+++ AVAILABLE RECORDS +++
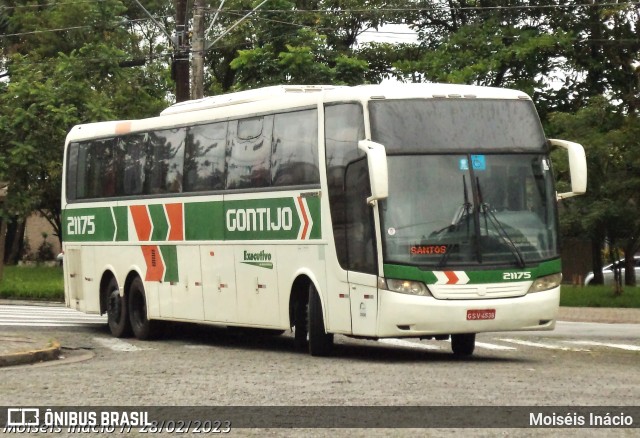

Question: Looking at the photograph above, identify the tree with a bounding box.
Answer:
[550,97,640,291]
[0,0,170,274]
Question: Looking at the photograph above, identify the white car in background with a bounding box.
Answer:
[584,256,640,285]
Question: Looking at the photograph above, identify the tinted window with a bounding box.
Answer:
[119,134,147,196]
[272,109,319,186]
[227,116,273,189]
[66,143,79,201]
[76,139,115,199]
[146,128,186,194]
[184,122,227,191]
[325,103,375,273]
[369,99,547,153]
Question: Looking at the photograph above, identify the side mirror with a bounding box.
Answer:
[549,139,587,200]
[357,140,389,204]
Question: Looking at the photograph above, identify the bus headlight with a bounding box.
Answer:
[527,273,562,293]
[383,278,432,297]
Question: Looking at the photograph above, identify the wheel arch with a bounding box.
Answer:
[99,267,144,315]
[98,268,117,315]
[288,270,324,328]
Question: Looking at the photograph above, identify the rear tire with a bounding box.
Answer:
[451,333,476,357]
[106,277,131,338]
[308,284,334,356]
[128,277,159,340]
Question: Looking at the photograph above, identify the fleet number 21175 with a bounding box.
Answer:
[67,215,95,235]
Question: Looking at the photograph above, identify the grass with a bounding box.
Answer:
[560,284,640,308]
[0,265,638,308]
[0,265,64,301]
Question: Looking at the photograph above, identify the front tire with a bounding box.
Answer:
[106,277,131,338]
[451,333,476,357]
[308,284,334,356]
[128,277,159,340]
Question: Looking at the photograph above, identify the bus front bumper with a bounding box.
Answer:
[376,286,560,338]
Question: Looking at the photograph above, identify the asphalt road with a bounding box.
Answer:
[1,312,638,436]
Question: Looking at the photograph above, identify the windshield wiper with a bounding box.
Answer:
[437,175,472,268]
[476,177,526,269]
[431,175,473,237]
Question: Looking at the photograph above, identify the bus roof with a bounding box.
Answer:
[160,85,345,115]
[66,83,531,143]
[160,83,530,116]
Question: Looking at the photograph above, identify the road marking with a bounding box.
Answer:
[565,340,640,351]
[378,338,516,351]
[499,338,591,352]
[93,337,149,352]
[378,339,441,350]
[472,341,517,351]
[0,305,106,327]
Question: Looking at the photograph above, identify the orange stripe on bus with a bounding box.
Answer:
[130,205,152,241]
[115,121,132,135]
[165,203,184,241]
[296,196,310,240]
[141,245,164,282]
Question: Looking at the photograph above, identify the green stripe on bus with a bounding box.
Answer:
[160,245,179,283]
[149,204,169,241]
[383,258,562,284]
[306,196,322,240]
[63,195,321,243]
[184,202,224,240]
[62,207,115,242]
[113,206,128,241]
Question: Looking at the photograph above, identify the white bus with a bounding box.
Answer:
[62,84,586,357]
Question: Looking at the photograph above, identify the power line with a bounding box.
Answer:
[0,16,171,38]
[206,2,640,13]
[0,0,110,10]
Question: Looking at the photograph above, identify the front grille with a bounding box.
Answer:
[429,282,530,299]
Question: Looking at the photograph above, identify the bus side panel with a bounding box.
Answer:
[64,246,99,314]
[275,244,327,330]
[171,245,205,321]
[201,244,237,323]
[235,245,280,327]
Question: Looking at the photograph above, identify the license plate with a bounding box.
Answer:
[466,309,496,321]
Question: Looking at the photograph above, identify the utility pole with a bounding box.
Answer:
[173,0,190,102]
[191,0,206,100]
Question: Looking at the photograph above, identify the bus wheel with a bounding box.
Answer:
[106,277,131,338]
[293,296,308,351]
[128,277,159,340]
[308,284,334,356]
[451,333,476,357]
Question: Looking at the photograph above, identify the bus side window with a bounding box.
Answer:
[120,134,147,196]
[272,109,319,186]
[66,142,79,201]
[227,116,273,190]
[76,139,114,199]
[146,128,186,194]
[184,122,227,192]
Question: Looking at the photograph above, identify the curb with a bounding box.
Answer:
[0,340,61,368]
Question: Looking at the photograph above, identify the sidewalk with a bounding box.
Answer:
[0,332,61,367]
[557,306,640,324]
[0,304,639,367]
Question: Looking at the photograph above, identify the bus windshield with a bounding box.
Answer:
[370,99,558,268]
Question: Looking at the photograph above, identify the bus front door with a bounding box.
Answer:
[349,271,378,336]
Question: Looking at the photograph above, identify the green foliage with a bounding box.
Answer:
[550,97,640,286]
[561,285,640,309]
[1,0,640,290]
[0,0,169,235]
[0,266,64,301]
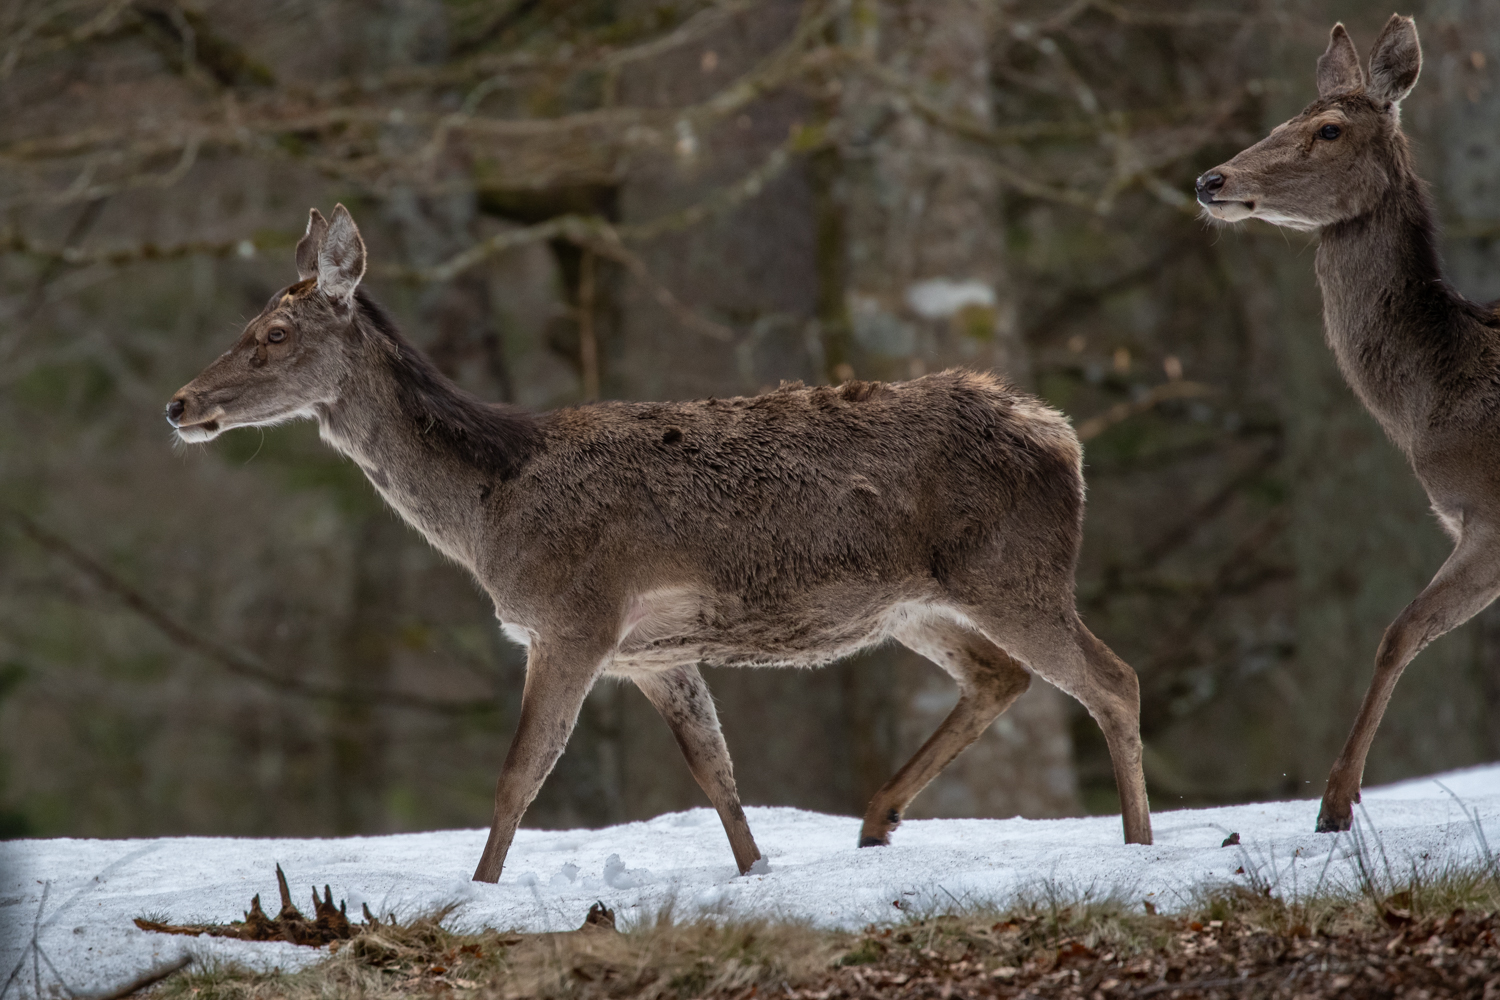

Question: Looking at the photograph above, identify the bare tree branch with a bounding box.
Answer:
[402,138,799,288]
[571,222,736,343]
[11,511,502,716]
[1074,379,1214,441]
+++
**EXERCISE DIRECTIONS:** Each entry should be copied exactly as written, though any pictures stay out.

**ANSWER BOX:**
Question: Looking at the photograph above, identify the tree with a bounding box.
Answer:
[550,97,640,291]
[0,0,170,274]
Question: Looking at the photograph above, identify the white car in background with a bounding box.
Answer:
[584,256,640,285]
Question: Looking at the photograph above, identify the tinted window with a bounding box.
Answer:
[119,134,147,196]
[272,109,319,186]
[227,116,273,189]
[66,143,79,201]
[76,139,115,199]
[146,128,186,194]
[184,122,227,191]
[325,103,375,273]
[369,99,547,153]
Question: Looking at the photograph above, identify the side mirror with a bounding box.
Answer:
[549,139,587,200]
[357,140,389,204]
Question: Looking at the photograph above, identify the bus headlight with a bounding box.
Answer:
[527,273,562,293]
[383,278,432,297]
Question: Looking at the photograph above, identify the wheel arch with a bounding box.
Answer:
[99,267,144,315]
[98,268,117,315]
[288,270,324,328]
Question: Looking at the photograph above, identify the rear tire with a bounding box.
Answer:
[451,333,476,357]
[106,277,131,338]
[308,284,334,356]
[128,277,159,340]
Question: Looking at the photograph above, identify the fleet number 21175 with a bounding box.
Answer:
[67,215,95,235]
Question: Looking at the photograph above, identify the grass with a bounding box.
Answer:
[560,284,640,308]
[0,265,638,308]
[0,265,64,301]
Question: Looking at the photograph above, identify the front tire with a bounding box.
Answer:
[106,277,131,338]
[451,333,476,357]
[308,284,334,356]
[128,277,159,340]
Question: Looking at the photograph above, identify the bus front bumper with a bounding box.
Answer:
[376,286,560,338]
Question: Looking at the photograph above, identify the asphalt road with a bounding box.
Answer:
[1,312,638,436]
Question: Looking at the photograph above, identify the windshield wiper with a bounding box.
Answer:
[437,175,472,268]
[476,177,526,269]
[431,175,473,237]
Question: Looking at the photograph above, identify the bus roof with a bounding box.
Answer:
[160,85,345,115]
[66,83,531,143]
[160,83,530,116]
Question: Looking at the photograph above, identify the road marking with a bounding box.
Answer:
[565,340,640,351]
[378,338,516,351]
[499,338,591,352]
[93,337,149,352]
[378,339,441,350]
[472,341,517,351]
[0,305,106,327]
Question: Looking at the photograph above, identify the orange stripe on bus with a bounding box.
Answer:
[130,205,152,241]
[115,121,132,135]
[165,203,184,241]
[296,196,310,240]
[141,245,164,282]
Question: Looking at the photograph above, identify the green stripe on bus with a bounding box.
Answer:
[160,245,179,283]
[149,204,169,241]
[383,258,562,284]
[306,196,322,240]
[63,195,321,243]
[184,202,224,240]
[62,207,115,242]
[113,206,128,241]
Question: Looking at the photograph above, identify the white bus with a bounding box.
Answer:
[62,84,586,357]
Question: Looking at the photograph above, identify the power line with a bounding box.
Answer:
[0,16,171,38]
[206,2,640,13]
[0,0,110,10]
Question: Looking at the photograph above, identify the front grille with a bounding box.
Answer:
[429,282,530,299]
Question: Looking at the photograph above, identify the bus side panel with a bounding box.
Answer:
[64,246,99,314]
[275,244,327,330]
[171,245,205,321]
[201,244,237,323]
[235,245,280,327]
Question: Looking at the photograph above, identify the license plate with a bounding box.
Answer:
[466,309,496,321]
Question: Looking at the photograph above, identify the utility pole with a bounding box.
Answer:
[173,0,190,102]
[191,0,206,100]
Question: Looking at the photograph above, identify the bus wheel with a bounding box.
Answer:
[106,277,131,338]
[293,296,308,351]
[128,277,159,340]
[308,284,334,356]
[451,333,476,357]
Question: Looking at the photograph above, identify the bus side window with a bounding box.
Answer:
[120,134,147,196]
[272,109,319,186]
[66,142,79,201]
[227,116,273,190]
[76,139,114,199]
[146,128,186,194]
[184,122,227,192]
Question: Looking at the photograph above, identify the curb with a bounding box.
Answer:
[0,340,61,368]
Question: Looking at the photograph above, identify the sidewalk with a bounding box.
Answer:
[0,332,61,367]
[557,306,640,324]
[0,304,639,367]
Question: Looking at the photograph above, identify the bus windshield with a bounding box.
Answer:
[370,99,558,268]
Question: Looking at the photograph above, identify the bus front door with a bounding box.
Answer:
[349,271,378,336]
Question: Looking at the photograph above, identify the green foliage with a bounding box.
Answer:
[550,97,640,286]
[561,285,640,309]
[1,0,640,290]
[0,0,169,235]
[0,266,64,301]

Question: Looking at the photograph above, identify the bare tree branch with a bounding box.
Answer:
[402,138,799,288]
[571,222,736,343]
[11,511,502,716]
[1074,379,1214,441]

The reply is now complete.